- **BRANO SCELTO**
..............................
Il Riot Club, originariamente nato per ribellarsi alla rigidità dell’ambiente universitario, diviene ai giorni d’oggi una pura legittimazione per rampolli figli di papà, prescelti tramite le classiche prove di iniziazione, per esercitare il proprio diritto a ubriacarsi, drogarsi e sottomettere la città ai propri istinti di distruzione. E saranno gli stessi prescelti che andranno poi a ricoprire alte funzioni e posti di lavoro importanti al governo, nelle banche, o nei tribunali. Il loro è un comportamento assomiglia tantissimo a certe vite nascoste di alcuni politici oggi.

Nonostante quindi voglia emergere una certa critica verso l’adolescenza annoiata e violenta simile a quella di Funny Games di Haneke o Arancia Meccanica (anche se parlavano di ceti opposti), l’obiettivo è completamente mancato a causa della piattezza e banalità della sceneggiatura (“Io sono stufo marcio delle persone povere”) che manda a benedire l’interessante struttura dell’ “ultima cena” centrale, con un prologo e un epilogo completamente scoordina(n)ti.
..............................
Record di etichettatura e segmentazione
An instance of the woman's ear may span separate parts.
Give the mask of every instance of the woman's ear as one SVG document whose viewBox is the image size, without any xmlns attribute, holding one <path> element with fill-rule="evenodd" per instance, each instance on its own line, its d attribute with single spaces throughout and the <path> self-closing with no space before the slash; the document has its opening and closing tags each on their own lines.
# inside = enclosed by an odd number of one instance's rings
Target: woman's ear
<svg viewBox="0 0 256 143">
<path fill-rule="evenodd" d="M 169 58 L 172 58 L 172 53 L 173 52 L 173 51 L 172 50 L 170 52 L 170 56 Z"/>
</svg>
..............................
- **CONSEGNA**
Trascrivi parola per parola il tratto del brano sul Riot Club che va da "Nonostante quindi voglia" fino a "epilogo completamente scoordina(n)ti." compreso.

- **SOLUZIONE SVOLTA**
Nonostante quindi voglia emergere una certa critica verso l’adolescenza annoiata e violenta simile a quella di Funny Games di Haneke o Arancia Meccanica (anche se parlavano di ceti opposti), l’obiettivo è completamente mancato a causa della piattezza e banalità della sceneggiatura (“Io sono stufo marcio delle persone povere”) che manda a benedire l’interessante struttura dell’ “ultima cena” centrale, con un prologo e un epilogo completamente scoordina(n)ti.